• GOAL: Find each line in the material below that contains the string "surface", and copy those lines out. Case matters.

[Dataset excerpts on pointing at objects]
[START]
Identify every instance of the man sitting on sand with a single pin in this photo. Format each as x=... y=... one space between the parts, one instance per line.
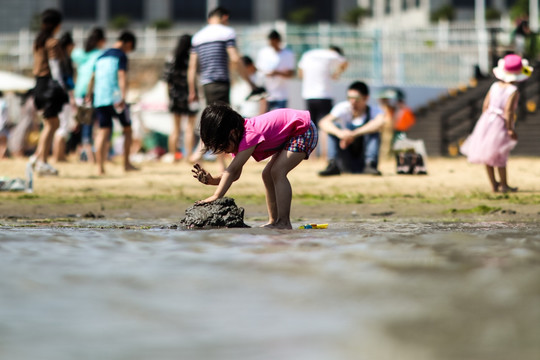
x=348 y=151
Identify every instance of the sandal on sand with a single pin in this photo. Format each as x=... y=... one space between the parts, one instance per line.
x=506 y=189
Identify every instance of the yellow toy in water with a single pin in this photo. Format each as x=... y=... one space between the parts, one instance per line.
x=314 y=226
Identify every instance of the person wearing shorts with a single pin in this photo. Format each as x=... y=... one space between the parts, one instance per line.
x=108 y=87
x=49 y=93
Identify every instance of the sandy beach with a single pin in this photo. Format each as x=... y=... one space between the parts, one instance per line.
x=452 y=190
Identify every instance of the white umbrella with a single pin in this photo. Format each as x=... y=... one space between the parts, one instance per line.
x=14 y=82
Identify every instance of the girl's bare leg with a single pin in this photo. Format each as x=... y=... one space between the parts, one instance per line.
x=283 y=164
x=175 y=134
x=504 y=181
x=128 y=138
x=270 y=191
x=59 y=148
x=491 y=176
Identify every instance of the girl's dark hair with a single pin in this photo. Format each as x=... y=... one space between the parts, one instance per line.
x=217 y=124
x=360 y=86
x=50 y=19
x=181 y=53
x=96 y=35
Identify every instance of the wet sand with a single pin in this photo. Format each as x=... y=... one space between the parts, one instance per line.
x=410 y=268
x=453 y=190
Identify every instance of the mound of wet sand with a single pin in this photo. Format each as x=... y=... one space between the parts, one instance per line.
x=220 y=213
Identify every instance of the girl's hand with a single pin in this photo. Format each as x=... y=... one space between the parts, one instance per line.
x=202 y=175
x=207 y=200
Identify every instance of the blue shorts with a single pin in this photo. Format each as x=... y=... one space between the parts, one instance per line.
x=104 y=114
x=305 y=142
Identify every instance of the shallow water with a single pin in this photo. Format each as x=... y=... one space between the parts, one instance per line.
x=358 y=290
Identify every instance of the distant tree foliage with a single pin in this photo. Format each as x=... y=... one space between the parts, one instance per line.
x=302 y=16
x=120 y=22
x=355 y=15
x=445 y=12
x=520 y=8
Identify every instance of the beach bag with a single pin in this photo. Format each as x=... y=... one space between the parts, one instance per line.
x=410 y=163
x=410 y=156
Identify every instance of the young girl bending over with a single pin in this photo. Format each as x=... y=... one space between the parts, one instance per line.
x=494 y=136
x=289 y=136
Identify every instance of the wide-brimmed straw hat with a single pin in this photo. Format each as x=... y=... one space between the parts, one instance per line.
x=513 y=68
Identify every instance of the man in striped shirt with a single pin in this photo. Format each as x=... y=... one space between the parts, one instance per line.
x=212 y=48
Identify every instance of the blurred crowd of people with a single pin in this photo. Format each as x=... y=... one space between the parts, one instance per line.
x=81 y=89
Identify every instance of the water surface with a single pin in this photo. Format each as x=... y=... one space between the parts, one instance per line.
x=358 y=290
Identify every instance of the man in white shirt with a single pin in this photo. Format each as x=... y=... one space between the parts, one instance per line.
x=348 y=150
x=278 y=66
x=317 y=69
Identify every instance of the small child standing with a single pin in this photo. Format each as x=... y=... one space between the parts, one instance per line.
x=494 y=136
x=288 y=135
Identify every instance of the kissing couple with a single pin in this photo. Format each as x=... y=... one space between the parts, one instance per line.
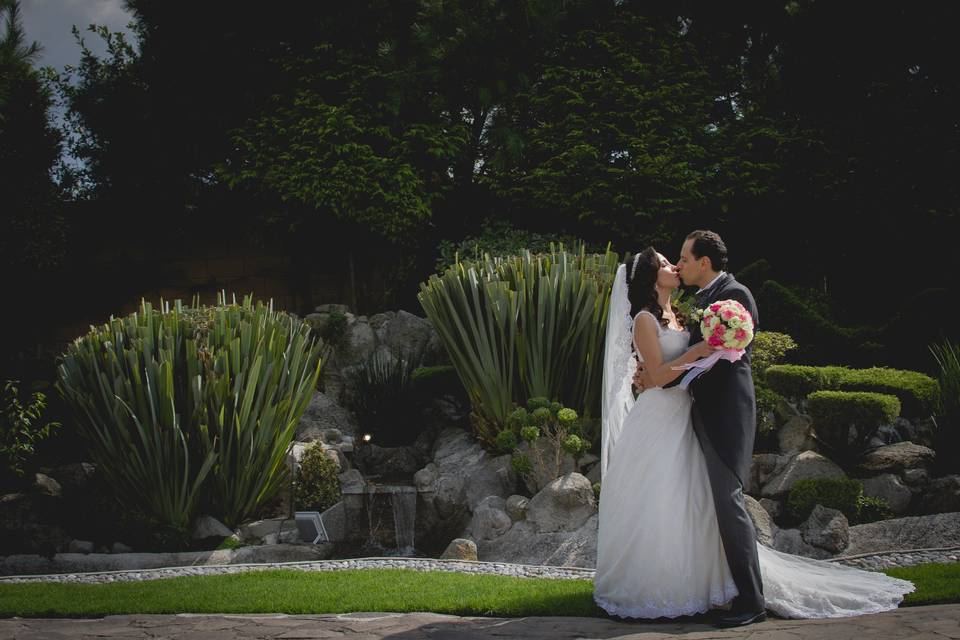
x=675 y=538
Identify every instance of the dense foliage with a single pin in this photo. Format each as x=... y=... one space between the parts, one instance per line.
x=193 y=407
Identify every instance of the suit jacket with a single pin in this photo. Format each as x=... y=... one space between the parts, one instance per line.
x=724 y=396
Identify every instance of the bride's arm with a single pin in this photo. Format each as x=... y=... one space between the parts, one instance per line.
x=657 y=372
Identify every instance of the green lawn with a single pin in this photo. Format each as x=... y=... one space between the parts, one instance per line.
x=297 y=592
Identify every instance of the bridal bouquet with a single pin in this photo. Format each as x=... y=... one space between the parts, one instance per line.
x=726 y=325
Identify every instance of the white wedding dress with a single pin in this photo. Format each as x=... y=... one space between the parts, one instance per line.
x=659 y=552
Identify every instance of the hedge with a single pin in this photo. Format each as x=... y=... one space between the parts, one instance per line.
x=838 y=409
x=919 y=394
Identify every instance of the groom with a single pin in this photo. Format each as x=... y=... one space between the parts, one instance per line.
x=724 y=419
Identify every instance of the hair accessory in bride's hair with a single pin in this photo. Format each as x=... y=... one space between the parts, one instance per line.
x=633 y=269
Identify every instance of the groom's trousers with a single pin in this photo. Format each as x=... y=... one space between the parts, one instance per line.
x=736 y=527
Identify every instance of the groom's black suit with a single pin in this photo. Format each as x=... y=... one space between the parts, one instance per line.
x=724 y=419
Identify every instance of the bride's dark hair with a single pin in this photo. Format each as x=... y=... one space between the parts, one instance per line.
x=642 y=285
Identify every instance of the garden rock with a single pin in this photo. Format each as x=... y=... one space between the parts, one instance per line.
x=372 y=459
x=942 y=495
x=210 y=527
x=80 y=546
x=45 y=485
x=542 y=476
x=460 y=549
x=490 y=519
x=791 y=541
x=762 y=522
x=352 y=481
x=466 y=474
x=517 y=507
x=252 y=532
x=890 y=488
x=802 y=466
x=796 y=435
x=896 y=458
x=404 y=332
x=74 y=477
x=563 y=505
x=916 y=532
x=324 y=413
x=523 y=544
x=826 y=528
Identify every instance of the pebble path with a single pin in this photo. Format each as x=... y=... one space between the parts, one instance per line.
x=870 y=562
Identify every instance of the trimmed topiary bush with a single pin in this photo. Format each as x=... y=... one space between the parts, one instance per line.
x=845 y=421
x=919 y=394
x=317 y=484
x=843 y=494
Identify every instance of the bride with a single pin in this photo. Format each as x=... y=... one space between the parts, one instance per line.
x=659 y=551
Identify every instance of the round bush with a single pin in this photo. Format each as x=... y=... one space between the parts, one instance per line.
x=317 y=485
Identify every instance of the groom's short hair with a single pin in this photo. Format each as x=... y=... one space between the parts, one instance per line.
x=709 y=244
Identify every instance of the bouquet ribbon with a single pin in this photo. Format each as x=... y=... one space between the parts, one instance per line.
x=694 y=369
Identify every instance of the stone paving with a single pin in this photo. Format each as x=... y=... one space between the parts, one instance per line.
x=936 y=622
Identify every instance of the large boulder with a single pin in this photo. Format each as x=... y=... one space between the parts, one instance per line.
x=791 y=541
x=826 y=528
x=563 y=505
x=897 y=458
x=460 y=549
x=802 y=466
x=942 y=495
x=490 y=519
x=543 y=475
x=890 y=488
x=917 y=532
x=403 y=332
x=523 y=544
x=324 y=413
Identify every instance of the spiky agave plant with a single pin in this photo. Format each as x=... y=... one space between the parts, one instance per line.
x=194 y=406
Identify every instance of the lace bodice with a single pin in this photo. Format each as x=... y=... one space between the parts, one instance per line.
x=672 y=342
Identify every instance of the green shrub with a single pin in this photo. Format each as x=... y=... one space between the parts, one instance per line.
x=919 y=394
x=194 y=406
x=845 y=421
x=769 y=348
x=766 y=405
x=523 y=326
x=335 y=328
x=380 y=393
x=317 y=483
x=947 y=437
x=21 y=428
x=819 y=338
x=842 y=494
x=506 y=441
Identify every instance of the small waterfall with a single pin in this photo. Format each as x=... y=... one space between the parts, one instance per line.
x=404 y=505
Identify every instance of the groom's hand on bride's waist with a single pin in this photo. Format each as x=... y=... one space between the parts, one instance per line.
x=642 y=380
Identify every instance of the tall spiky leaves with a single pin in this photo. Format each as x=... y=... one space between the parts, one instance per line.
x=192 y=407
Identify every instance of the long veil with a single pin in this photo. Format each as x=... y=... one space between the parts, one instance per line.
x=618 y=368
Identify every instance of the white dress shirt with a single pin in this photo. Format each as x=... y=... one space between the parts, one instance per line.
x=712 y=282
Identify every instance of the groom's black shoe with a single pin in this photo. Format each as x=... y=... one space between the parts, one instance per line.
x=740 y=619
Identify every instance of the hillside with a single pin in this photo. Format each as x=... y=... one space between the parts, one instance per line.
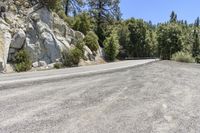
x=39 y=31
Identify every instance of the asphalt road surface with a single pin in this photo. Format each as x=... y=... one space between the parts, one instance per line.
x=160 y=97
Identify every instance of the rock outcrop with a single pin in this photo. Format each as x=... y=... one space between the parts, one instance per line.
x=5 y=41
x=42 y=33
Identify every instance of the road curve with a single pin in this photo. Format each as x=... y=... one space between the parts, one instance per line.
x=8 y=80
x=160 y=97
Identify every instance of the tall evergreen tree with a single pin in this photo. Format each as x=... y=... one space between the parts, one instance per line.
x=197 y=22
x=104 y=12
x=196 y=44
x=173 y=17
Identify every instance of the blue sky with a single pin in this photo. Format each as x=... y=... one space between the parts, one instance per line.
x=159 y=10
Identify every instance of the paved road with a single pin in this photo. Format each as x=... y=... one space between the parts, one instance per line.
x=161 y=97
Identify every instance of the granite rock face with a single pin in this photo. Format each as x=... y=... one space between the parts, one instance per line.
x=31 y=26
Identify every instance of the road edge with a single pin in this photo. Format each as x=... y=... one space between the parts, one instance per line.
x=45 y=79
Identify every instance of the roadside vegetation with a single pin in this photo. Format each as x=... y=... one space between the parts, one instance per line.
x=22 y=61
x=121 y=39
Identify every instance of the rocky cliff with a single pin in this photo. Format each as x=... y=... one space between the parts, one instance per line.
x=34 y=28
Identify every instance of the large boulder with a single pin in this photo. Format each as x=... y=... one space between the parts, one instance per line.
x=5 y=40
x=18 y=39
x=41 y=42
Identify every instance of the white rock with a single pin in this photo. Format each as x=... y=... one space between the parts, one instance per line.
x=42 y=64
x=5 y=40
x=18 y=39
x=35 y=64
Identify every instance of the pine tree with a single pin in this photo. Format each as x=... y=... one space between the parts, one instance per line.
x=196 y=44
x=104 y=12
x=173 y=17
x=197 y=22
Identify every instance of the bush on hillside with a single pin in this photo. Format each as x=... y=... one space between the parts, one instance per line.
x=183 y=57
x=83 y=23
x=22 y=61
x=91 y=40
x=52 y=4
x=72 y=57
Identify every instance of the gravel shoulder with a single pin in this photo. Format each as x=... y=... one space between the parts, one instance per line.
x=161 y=97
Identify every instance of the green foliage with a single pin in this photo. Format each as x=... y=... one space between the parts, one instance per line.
x=105 y=12
x=170 y=40
x=91 y=40
x=124 y=40
x=111 y=46
x=196 y=43
x=183 y=57
x=58 y=65
x=138 y=46
x=83 y=23
x=67 y=19
x=73 y=6
x=173 y=17
x=72 y=57
x=51 y=4
x=22 y=61
x=197 y=59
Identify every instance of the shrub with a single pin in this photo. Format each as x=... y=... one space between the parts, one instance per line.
x=52 y=4
x=22 y=61
x=57 y=65
x=183 y=57
x=91 y=40
x=72 y=57
x=111 y=46
x=62 y=15
x=83 y=23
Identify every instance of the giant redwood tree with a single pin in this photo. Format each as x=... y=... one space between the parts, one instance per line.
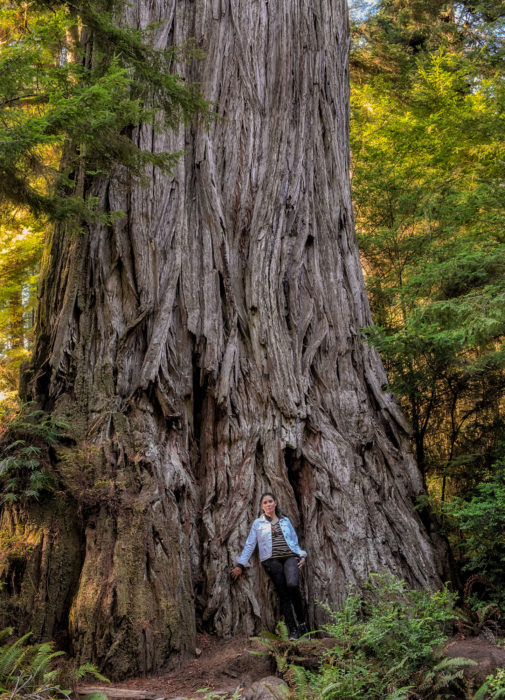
x=205 y=347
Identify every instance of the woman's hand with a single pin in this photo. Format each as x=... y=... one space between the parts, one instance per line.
x=236 y=572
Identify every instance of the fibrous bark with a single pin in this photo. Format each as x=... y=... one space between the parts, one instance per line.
x=207 y=347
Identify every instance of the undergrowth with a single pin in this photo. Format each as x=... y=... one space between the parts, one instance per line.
x=388 y=645
x=31 y=671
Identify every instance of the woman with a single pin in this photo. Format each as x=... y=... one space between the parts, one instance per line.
x=281 y=557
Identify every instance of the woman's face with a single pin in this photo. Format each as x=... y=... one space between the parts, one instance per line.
x=268 y=504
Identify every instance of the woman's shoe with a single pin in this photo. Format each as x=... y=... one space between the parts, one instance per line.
x=303 y=630
x=294 y=634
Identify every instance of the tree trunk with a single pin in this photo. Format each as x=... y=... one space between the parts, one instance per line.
x=207 y=347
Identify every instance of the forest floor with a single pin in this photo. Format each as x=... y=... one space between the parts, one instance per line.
x=223 y=666
x=227 y=664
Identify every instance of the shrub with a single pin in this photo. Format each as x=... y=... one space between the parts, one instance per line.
x=388 y=642
x=30 y=672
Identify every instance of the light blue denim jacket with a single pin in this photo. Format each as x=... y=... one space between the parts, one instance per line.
x=261 y=535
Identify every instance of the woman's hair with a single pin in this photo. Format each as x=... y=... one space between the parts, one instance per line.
x=277 y=509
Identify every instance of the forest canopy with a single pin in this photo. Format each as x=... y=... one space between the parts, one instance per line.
x=428 y=176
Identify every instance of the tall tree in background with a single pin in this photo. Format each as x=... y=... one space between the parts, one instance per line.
x=206 y=347
x=428 y=154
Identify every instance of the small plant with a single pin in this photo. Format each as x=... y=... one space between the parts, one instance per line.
x=388 y=642
x=27 y=439
x=493 y=687
x=30 y=672
x=276 y=645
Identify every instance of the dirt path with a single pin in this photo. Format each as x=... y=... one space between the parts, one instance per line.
x=227 y=664
x=223 y=666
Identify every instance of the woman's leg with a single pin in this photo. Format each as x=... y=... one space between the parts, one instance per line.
x=275 y=569
x=291 y=575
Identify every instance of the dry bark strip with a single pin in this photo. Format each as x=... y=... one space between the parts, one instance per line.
x=207 y=347
x=119 y=693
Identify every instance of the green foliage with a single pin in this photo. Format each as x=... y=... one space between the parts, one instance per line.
x=75 y=88
x=30 y=671
x=428 y=116
x=73 y=78
x=23 y=471
x=388 y=644
x=480 y=519
x=493 y=688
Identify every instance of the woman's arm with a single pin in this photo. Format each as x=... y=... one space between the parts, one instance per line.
x=249 y=547
x=244 y=557
x=293 y=543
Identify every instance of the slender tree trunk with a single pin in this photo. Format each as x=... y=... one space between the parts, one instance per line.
x=207 y=347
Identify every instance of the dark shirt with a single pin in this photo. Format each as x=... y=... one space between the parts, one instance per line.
x=279 y=545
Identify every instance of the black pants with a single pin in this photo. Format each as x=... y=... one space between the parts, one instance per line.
x=284 y=573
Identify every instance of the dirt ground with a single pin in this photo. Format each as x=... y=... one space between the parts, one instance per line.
x=223 y=666
x=226 y=664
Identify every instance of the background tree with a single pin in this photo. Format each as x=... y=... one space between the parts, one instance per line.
x=427 y=144
x=206 y=346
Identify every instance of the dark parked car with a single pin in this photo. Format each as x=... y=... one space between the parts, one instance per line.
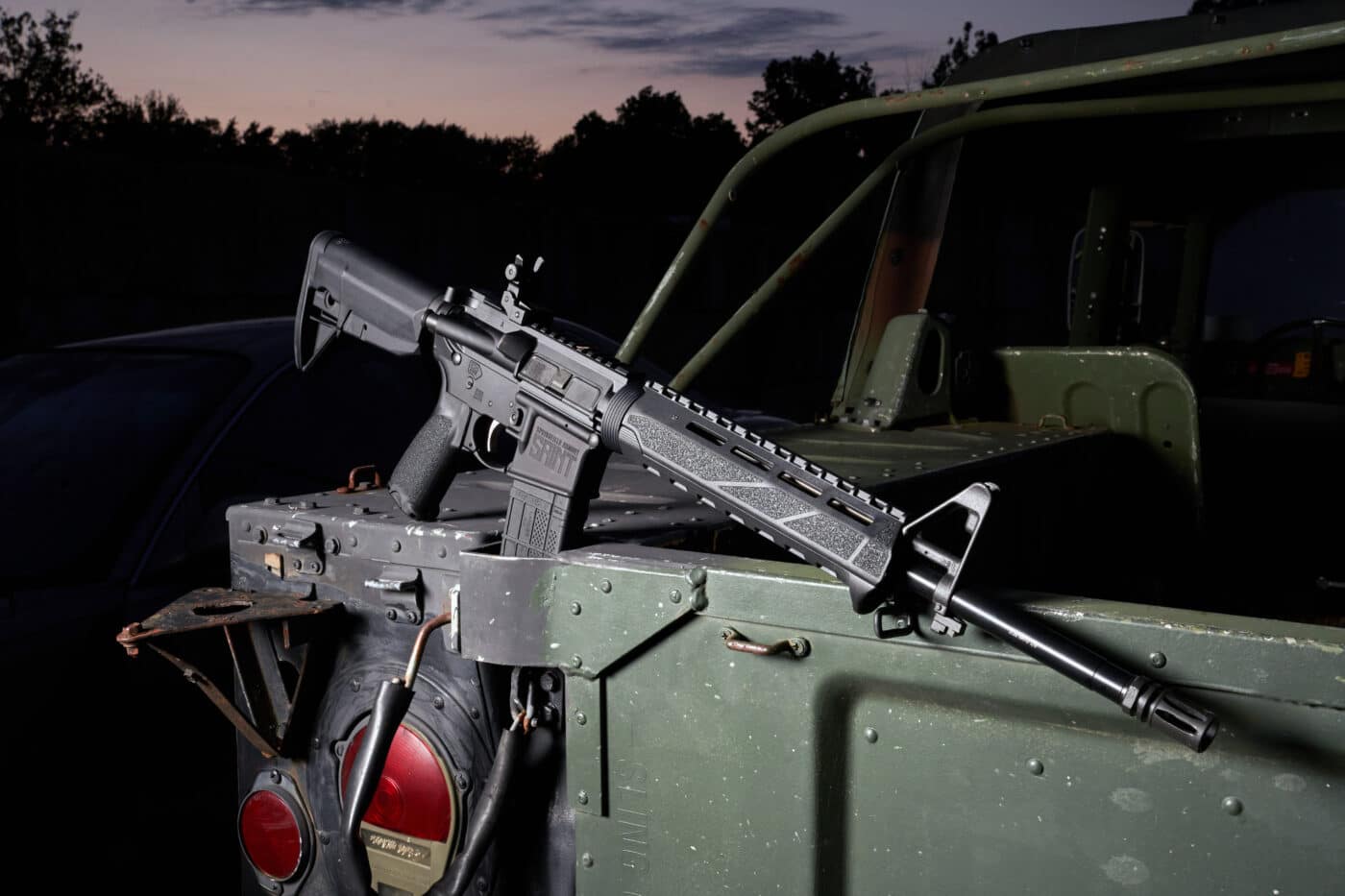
[END]
• FINISHED TASK:
Identify every instance of the water surface with a single pin in this photo. Format each as x=... y=... one space between the parts, one instance per line.
Identify every instance of the asphalt road surface with a single pin in this photo. Format each as x=... y=... one space between the parts, one instance per line.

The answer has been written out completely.